#### [Required action]
A line belongs in the answer if it contains "give"; copy every such line from the entries below.

Region pointing data:
=== Begin Enclosure ===

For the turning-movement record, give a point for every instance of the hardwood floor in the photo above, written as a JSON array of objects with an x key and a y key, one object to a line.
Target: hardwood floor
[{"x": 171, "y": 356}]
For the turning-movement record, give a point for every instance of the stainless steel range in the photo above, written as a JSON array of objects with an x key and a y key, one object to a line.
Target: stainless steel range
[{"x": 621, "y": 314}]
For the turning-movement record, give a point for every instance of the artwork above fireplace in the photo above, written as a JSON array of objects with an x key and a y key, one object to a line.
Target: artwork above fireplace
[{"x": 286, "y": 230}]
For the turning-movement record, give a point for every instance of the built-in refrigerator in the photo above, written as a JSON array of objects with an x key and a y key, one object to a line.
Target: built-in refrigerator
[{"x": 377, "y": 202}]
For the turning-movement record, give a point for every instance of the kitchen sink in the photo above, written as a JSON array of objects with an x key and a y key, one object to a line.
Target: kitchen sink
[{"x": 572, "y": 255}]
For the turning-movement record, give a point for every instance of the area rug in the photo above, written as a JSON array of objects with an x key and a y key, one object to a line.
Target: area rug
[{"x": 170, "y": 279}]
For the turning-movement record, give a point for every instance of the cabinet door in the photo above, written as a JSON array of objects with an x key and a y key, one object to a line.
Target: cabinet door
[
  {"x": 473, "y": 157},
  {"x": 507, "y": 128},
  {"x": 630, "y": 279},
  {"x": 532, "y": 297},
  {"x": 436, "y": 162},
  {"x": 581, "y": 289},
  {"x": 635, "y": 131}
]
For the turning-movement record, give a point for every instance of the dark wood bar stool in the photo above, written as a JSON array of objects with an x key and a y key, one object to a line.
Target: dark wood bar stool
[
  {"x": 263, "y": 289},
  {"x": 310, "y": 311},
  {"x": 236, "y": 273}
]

=== End Enclosure ===

#### [Solution to the exercise]
For the turning-movement record, give a point for every instance of the hardwood floor in the photo above, written as a JSON array of objects with an x key and a y key, one object to a line.
For the turning-movement record, give a point for every instance of the stainless steel range in the photo above, written as a JSON array of objects with an x key and a y key, one object to a line.
For the turning-movement record, give a point for every instance of the artwork above fireplace in the photo above, written as a JSON array of objects with an x key and a y key, one object to a line.
For the turning-movement record, give a point for every instance of the built-in refrigerator in the photo above, written as a JSON array of objects with an x key and a y key, one object to a line.
For the turning-movement record, give a point for every instance of the kitchen sink in the photo above, written as a JSON array of objects with an x key and a y key, one object to a line.
For the turning-movement record, give a point for every instance of the area rug in the photo above, written as a JSON array of objects with an x key and a y key, one object to a line.
For the turning-movement record, give a point for every instance of the cabinet door in the photo above, written as a JSON array of objects with an x key and a y key, one object to a line.
For the turning-movement record, give a point for every instance of the dark wood bar stool in the photo above, written as a JSON array of objects with an x key and a y key, one object to a line.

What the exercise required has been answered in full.